Stored data:
☆ ☆ ☆

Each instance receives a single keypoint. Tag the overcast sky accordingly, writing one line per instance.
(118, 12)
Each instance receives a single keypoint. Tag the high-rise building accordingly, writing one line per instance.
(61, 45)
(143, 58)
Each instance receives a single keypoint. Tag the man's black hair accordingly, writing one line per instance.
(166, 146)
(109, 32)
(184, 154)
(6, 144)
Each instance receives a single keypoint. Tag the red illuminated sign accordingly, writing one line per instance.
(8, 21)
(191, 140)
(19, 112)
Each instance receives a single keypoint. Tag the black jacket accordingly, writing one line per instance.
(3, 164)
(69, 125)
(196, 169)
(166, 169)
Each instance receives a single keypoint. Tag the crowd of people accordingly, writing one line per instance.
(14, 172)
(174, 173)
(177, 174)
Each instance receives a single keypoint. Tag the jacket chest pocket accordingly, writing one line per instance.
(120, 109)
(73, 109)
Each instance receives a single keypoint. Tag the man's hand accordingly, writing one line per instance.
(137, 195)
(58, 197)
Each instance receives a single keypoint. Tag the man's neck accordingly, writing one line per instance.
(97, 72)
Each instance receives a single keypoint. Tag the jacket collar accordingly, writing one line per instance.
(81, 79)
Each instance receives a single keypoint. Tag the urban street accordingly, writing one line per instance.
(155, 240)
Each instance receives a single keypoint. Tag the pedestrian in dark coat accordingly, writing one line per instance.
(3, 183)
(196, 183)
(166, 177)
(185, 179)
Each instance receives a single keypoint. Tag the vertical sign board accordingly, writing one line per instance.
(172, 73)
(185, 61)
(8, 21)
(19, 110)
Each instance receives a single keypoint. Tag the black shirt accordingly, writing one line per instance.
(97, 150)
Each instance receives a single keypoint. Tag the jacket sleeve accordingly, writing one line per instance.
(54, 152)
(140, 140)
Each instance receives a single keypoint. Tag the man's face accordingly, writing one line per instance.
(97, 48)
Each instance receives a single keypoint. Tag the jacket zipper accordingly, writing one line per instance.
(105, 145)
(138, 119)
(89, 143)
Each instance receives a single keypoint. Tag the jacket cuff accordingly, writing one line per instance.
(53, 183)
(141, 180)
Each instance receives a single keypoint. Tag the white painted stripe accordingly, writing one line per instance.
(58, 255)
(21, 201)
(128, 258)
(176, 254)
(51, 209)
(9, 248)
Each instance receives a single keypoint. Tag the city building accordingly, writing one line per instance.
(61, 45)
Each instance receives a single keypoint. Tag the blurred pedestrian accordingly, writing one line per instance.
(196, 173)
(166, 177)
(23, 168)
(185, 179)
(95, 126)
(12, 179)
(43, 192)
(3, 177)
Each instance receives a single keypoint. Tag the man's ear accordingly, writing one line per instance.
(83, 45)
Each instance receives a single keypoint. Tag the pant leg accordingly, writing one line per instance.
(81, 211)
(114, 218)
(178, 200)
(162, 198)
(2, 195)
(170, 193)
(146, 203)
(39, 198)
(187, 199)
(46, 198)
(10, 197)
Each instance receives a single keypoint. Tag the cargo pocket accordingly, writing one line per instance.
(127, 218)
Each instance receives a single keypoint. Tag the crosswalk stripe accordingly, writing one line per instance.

☆ ☆ ☆

■ What the task requires:
Transcribe every entry exactly as it reads.

■ Exercise answer:
Each instance receives a single keypoint. Tag the overcast sky accordingly, writing one line per instance.
(118, 12)
Each instance receives a single keypoint. Tag the high-rise building accordingly, writing one line per instance.
(61, 45)
(143, 58)
Each instance receives a single keypoint. Tag the man's black hair accordingly, writing one line per instance.
(166, 146)
(109, 32)
(184, 154)
(6, 144)
Each instance receives a single keypoint. Tag the red illuminated sign accordingly, writing one line per instance.
(8, 21)
(191, 140)
(19, 112)
Each instance receives a single keypoint. Tag the black jacket accordingly, writing one line per instance.
(3, 164)
(69, 125)
(196, 169)
(166, 169)
Each instance receives a single keypoint. Tag the crowd of people accordingly, writing one line per instance.
(14, 172)
(174, 173)
(177, 174)
Each instance receives a single keypoint. Tag the jacket chest pocket accordingly, writing one line per instance.
(120, 109)
(73, 109)
Each instance receives a single keypoint. Tag the man's hand accordingly, writing one line per instance.
(137, 195)
(58, 197)
Each instance receives a single keypoint. Tag the man's neck accordingly, writing one line per instance.
(97, 72)
Each instance receives a single keypoint. Tag the jacket collar accordingly, writing one line per instance.
(81, 79)
Each instance receives a single keypoint. Tag the urban street accordingly, writing one line per instance.
(155, 240)
Each instance receives a single keypoint. Tag the pedestrian in dark coat accordingly, writing one line per instance.
(3, 183)
(196, 183)
(166, 177)
(185, 179)
Each instance receives a single keypoint. Tag the vertical sign board accordingly, writing one line per instance.
(172, 73)
(185, 61)
(8, 21)
(19, 110)
Each instance receives a single keypoint. Tag the black shirt accordingly, writing one line per instance.
(97, 150)
Each instance receives a single keypoint. Tag the jacket sleeve accordingly, writing one line per instance.
(54, 152)
(140, 140)
Each instance receives a single keypoint. Tag the man's face accordingly, writing one line per instance.
(97, 48)
Each instance receives a single keypoint. Tag the jacket zipper accordingly, writing one line per instance.
(105, 145)
(138, 119)
(89, 143)
Each instance receives a single keypoint. Tag the jacket cuff accordingly, writing one line per instance.
(53, 183)
(141, 180)
Each instance receives a single keypoint. Tag the white painted stripe accordingly, writing one line per instance.
(58, 255)
(21, 201)
(128, 258)
(176, 254)
(51, 209)
(9, 248)
Each instance receives a single keypoint. Tag the city building accordingly, writing one line per instance.
(61, 45)
Each instance receives a single keypoint. Tag the blurred pedestrian accordingly, writing one line per instance.
(196, 173)
(166, 177)
(23, 168)
(185, 179)
(95, 126)
(12, 179)
(43, 192)
(3, 177)
Each instance receives a single keypoint. Tag the man's ear accordingly, writing one line per instance.
(83, 45)
Each instance receives a single keypoint. Tag the pant leg accordingly, writing one line per instance.
(81, 211)
(114, 218)
(178, 200)
(162, 198)
(2, 195)
(170, 193)
(146, 203)
(39, 198)
(187, 199)
(46, 198)
(10, 197)
Each instance receives a single keypoint. Tag the cargo pocket accordingly, writing one line per instance.
(127, 218)
Each instance receives a single keypoint. Tag the crosswalk stripe accordingly, writing one line per instance.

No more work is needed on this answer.